◆ **TEXT SEGMENT**
>>>
Following the examination, the patient was given moist heat and massage (stroking downward) to the tensor fasciae latae. The patient felt considerable relief of pain in the lying position, but pain was felt in standing.

The anterolateral aspect of the left thigh was strapped from the crest of the ilium to just below the knee (in such a way as not to interfere with hip or knee flexion). The patient felt much relief of symptoms after strapping. (Nonallergic adhesive was used.)

Two days later (and again six days after that), the strapping was checked to be sure there was no irritation and to reinforce it with more tape.

Three days later, no skin irritation was found, and new strapping was applied.

Six days after that visit, the patient removed the strapping and was walking without a cane.

Approximately 5 weeks after the patient removed the strapping, a note received from her doctor stated, "The examination of [the patient's] leg assures me that she is well and there has been no residual. I feel that we can discharge her, and she can assume her general duties."

The procedure for the taping was the same as illustrated by the photographs above.


The basic concepts regarding flexion and extension of the spine in relation to disk protrusion play an important role in determining treatment. The following quotes are pertinent to this topic.
<<<
◆ **INFORMATION SHOWN**
>>>
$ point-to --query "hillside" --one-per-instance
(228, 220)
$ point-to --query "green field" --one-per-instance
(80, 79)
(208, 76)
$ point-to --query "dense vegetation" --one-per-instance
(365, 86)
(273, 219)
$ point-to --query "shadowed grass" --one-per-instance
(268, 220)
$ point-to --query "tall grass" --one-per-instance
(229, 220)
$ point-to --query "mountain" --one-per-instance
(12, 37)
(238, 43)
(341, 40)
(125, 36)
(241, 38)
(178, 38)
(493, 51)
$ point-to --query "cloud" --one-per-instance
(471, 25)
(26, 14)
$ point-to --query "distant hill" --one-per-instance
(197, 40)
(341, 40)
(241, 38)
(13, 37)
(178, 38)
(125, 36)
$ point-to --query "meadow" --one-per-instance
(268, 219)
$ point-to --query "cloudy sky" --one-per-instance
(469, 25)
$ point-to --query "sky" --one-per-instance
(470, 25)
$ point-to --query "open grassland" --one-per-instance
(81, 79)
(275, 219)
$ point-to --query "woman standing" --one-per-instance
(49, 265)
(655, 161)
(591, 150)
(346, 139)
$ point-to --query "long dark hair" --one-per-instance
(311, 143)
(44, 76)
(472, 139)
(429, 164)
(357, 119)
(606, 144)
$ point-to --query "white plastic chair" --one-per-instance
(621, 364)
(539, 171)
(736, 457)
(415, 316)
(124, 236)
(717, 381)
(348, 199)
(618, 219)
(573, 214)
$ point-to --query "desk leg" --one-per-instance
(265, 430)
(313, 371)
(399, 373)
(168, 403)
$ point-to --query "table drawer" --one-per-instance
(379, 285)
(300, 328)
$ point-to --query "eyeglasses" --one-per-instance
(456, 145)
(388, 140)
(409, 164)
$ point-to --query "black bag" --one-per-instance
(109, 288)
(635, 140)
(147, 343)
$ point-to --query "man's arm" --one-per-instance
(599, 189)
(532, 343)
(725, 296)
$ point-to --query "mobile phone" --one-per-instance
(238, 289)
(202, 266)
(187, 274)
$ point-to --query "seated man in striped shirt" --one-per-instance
<<<
◆ **TASK LIST**
1 > In the strapping text, what kind of adhesive was used?
2 > Rewrite the strapping text between "Approximately 5 weeks" and "to this topic.", inclusive, with "procedure" replaced by "method".

◆ **ANSWERS BY ITEM NUMBER**
1 > Nonallergic adhesive.

2 >
Approximately 5 weeks after the patient removed the strapping, a note received from her doctor stated, "The examination of [the patient's] leg assures me that she is well and there has been no residual. I feel that we can discharge her, and she can assume her general duties."

The method for the taping was the same as illustrated by the photographs above.


The basic concepts regarding flexion and extension of the spine in relation to disk protrusion play an important role in determining treatment. The following quotes are pertinent to this topic.